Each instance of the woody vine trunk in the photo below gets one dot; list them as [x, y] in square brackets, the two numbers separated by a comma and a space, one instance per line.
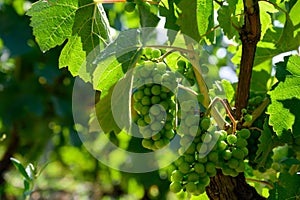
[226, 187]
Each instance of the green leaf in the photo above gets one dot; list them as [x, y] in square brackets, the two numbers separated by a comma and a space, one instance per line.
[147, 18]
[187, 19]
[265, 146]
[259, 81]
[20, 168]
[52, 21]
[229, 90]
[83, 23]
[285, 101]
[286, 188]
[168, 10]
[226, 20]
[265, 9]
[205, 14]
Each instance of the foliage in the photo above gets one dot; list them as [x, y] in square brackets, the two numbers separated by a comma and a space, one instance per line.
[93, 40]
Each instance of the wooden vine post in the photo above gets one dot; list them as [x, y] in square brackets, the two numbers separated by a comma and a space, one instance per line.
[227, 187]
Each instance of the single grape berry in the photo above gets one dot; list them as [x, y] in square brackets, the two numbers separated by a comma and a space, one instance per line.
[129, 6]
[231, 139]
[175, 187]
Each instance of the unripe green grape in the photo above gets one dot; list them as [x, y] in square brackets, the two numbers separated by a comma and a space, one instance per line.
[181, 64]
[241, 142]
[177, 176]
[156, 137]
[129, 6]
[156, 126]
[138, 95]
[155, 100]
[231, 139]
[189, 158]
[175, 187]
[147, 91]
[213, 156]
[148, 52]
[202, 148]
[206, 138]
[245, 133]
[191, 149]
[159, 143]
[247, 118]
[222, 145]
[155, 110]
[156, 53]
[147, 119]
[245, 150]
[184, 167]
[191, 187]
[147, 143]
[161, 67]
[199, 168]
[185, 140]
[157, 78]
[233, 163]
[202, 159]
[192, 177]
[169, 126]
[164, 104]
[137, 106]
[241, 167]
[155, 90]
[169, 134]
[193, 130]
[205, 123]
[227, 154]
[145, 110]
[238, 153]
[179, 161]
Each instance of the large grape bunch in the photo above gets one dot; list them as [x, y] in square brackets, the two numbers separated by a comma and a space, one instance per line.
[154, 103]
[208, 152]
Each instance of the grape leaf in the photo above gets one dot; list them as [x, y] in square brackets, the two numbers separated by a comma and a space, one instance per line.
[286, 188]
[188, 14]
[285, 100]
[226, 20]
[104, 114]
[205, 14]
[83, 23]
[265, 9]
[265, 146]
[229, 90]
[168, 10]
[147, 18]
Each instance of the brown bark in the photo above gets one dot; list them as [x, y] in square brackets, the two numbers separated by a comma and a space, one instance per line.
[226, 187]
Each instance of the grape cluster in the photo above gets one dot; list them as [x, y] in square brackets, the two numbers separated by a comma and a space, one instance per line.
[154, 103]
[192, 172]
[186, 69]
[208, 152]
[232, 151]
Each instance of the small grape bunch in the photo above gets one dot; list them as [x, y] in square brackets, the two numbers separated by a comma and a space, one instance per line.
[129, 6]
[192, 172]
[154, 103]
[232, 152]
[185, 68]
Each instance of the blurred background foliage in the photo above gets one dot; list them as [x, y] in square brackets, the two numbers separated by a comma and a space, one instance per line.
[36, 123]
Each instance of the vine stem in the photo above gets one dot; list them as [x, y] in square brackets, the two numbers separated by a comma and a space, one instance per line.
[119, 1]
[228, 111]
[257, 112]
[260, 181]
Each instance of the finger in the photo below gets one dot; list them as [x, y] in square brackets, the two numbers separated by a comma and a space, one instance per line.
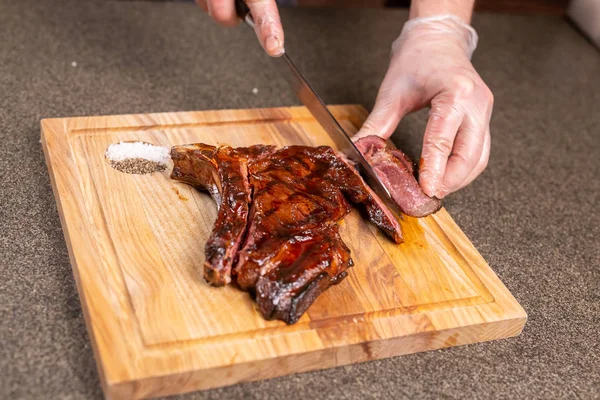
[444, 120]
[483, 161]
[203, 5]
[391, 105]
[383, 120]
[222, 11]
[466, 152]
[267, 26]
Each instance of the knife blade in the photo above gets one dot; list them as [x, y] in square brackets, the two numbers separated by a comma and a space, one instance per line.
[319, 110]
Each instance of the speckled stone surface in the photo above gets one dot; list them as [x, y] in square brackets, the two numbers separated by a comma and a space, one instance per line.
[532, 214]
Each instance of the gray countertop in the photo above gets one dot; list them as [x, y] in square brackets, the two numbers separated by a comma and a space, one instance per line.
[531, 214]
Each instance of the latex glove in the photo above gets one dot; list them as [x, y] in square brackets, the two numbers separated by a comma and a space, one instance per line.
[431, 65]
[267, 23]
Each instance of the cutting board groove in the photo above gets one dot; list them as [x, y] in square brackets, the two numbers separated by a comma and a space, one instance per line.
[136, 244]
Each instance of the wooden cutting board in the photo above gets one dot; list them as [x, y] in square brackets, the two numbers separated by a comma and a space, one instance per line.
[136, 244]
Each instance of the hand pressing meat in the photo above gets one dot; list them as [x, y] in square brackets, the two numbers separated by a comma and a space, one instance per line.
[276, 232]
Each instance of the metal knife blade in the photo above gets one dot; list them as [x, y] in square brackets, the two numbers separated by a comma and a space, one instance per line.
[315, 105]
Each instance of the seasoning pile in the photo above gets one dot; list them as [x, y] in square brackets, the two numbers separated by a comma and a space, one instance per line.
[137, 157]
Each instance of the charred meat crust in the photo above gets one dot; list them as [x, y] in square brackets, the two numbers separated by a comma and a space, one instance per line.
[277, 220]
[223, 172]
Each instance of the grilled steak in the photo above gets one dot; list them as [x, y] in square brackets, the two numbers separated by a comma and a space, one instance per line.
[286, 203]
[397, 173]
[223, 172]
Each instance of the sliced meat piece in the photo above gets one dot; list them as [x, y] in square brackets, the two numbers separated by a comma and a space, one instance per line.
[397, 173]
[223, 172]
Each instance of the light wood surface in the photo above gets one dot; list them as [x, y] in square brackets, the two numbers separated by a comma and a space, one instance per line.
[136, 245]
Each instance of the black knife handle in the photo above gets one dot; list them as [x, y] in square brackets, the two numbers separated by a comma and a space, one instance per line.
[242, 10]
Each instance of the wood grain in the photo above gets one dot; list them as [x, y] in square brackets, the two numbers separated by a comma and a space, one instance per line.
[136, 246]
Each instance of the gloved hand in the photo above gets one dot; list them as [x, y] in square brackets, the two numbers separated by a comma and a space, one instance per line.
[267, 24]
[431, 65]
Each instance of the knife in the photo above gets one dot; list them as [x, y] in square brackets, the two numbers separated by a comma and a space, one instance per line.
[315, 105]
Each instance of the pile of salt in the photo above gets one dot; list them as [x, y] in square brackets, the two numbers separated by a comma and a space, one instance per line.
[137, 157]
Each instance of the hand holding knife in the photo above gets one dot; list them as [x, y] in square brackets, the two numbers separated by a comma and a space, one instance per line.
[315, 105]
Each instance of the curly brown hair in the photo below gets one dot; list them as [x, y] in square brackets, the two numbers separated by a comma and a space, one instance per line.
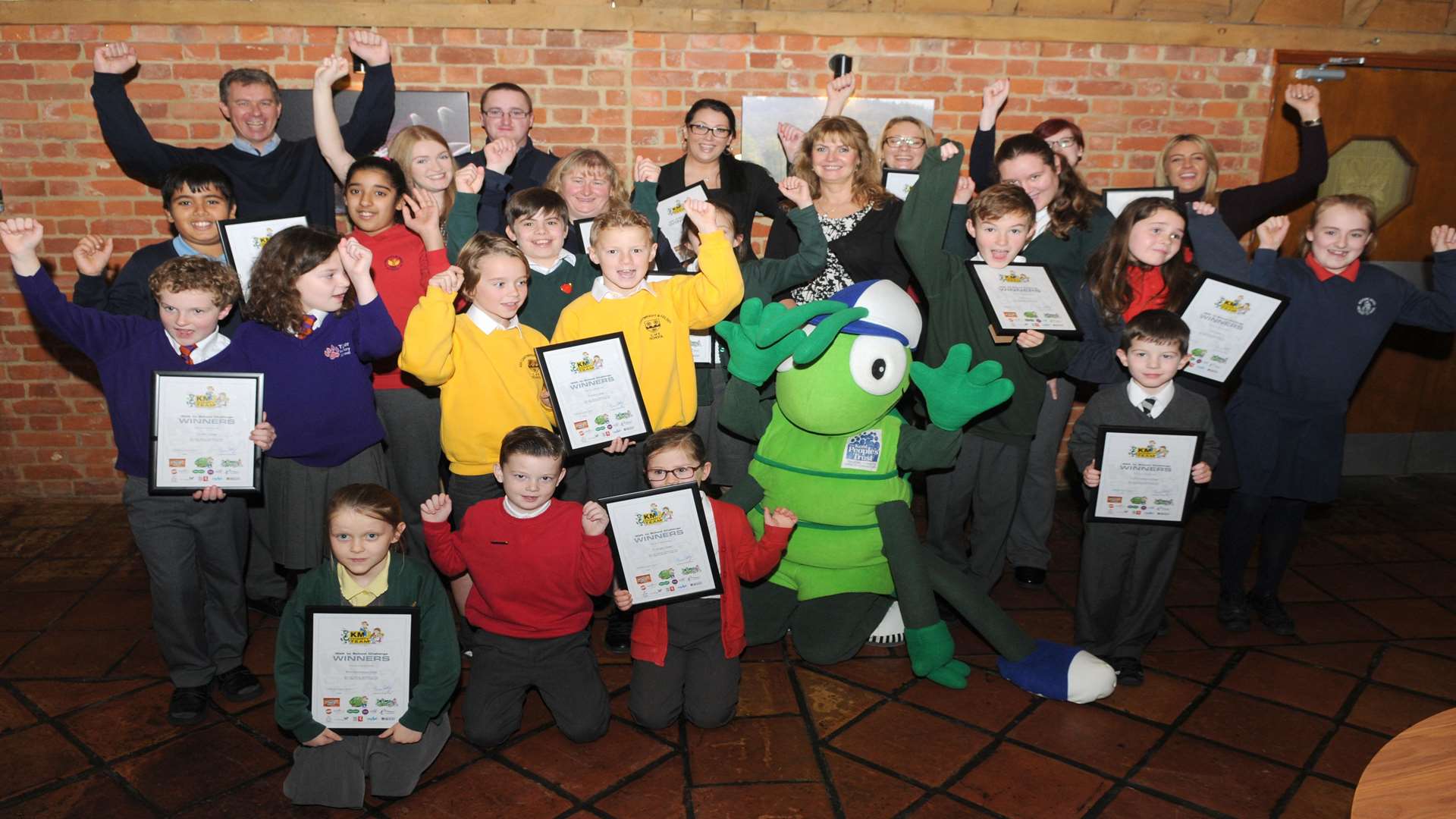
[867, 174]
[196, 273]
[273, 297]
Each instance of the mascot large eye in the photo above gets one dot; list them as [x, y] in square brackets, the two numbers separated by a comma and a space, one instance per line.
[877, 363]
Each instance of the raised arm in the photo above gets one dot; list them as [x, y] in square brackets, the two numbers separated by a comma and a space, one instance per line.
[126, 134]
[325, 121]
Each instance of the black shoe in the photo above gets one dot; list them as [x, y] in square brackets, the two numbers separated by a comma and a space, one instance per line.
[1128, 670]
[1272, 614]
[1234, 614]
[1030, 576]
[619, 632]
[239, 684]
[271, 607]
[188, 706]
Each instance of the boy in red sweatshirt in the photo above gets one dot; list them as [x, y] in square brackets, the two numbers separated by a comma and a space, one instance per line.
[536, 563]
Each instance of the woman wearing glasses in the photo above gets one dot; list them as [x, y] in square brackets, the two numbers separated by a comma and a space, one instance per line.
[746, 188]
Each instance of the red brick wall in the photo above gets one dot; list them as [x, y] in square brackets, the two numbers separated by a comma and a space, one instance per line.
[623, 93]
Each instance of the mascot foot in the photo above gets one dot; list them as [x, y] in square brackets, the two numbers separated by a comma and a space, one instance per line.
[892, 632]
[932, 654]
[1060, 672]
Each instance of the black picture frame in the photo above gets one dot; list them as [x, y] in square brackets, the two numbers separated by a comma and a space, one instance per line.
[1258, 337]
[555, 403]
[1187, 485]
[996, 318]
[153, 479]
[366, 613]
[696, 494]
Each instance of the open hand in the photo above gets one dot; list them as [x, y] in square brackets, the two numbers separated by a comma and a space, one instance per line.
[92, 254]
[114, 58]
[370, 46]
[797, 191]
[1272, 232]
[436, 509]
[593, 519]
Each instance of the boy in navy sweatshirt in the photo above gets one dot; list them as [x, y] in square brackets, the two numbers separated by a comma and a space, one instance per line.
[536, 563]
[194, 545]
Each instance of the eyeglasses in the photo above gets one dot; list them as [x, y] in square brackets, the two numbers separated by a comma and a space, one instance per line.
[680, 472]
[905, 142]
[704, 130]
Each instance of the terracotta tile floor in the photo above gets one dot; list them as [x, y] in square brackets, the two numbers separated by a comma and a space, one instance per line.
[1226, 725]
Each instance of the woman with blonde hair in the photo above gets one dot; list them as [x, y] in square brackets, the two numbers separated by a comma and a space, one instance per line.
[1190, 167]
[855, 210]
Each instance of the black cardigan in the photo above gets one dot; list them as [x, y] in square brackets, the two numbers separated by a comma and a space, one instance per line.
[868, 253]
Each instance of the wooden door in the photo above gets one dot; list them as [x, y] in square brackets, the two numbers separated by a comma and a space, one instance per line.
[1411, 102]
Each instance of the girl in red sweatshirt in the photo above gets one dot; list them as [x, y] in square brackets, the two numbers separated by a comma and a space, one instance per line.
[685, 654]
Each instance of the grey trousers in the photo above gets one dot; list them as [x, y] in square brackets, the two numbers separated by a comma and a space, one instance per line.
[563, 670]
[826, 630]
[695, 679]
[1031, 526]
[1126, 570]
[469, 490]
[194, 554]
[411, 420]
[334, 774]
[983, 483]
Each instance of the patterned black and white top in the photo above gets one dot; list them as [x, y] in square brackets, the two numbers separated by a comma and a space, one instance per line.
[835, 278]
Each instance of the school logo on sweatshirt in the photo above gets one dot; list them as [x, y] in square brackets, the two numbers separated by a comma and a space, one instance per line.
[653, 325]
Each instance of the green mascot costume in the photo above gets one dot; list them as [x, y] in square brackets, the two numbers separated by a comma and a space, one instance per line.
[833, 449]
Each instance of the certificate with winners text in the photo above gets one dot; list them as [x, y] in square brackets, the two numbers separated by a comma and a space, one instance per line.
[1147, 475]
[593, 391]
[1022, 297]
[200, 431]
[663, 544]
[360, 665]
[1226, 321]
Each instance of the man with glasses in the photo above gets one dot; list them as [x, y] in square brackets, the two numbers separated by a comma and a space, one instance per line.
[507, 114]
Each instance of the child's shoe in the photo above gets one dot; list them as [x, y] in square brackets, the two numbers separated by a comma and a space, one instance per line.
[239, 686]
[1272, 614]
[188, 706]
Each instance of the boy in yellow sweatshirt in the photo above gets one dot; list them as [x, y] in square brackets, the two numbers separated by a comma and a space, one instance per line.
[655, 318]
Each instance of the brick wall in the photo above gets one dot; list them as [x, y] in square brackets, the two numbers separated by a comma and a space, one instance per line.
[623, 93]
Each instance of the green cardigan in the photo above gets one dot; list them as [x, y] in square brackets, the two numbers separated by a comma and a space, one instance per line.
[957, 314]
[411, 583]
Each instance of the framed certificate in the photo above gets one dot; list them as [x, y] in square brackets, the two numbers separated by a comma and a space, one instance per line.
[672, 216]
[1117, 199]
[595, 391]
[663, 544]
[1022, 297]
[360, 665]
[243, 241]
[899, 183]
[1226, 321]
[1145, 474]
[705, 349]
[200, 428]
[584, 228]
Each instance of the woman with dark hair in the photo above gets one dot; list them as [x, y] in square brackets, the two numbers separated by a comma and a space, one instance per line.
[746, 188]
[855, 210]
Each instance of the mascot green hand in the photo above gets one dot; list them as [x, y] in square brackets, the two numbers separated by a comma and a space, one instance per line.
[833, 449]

--- Directions ---
Copy out the data without changes, from the line with "Each instance of the raised" up to and including the line with "[1060, 672]".

--- Correct answer ---
Each instance of the raised arm in the photo above gets one dot; list them as [x, y] in square brackets, the two numbers separated by a comma and a space, one instance per line.
[126, 134]
[325, 121]
Each instance of the black shoe in the photo above gets one dot; list them as [x, y] in square brackets, the two numbers separated by a comma and a space, one instance per line.
[1128, 670]
[1272, 614]
[1234, 614]
[1030, 576]
[619, 632]
[239, 684]
[271, 607]
[188, 706]
Each instance of the boy in red sweatshirt in the photo above gets one dot; list them as [x, y] in square brackets, the two numbers separated by a comma and a space, one instance per line.
[536, 563]
Each instance of the woman wearing glasses in the photo above gets one dot; list them as [x, y] in square brackets, the two numbers separated by a comma and a space, one instance per line.
[746, 188]
Each instance of the red brick wall in the photo above gets one dot; list them as [x, y] in square brackets, the two numbers separated by a comma and a space, one instance per line.
[623, 93]
Each instance of the mascot foot in the photo above gets one dot; list them as [x, y] in square brackets, the two numbers separated by a comma and a space, one instance per line.
[892, 632]
[932, 654]
[1060, 672]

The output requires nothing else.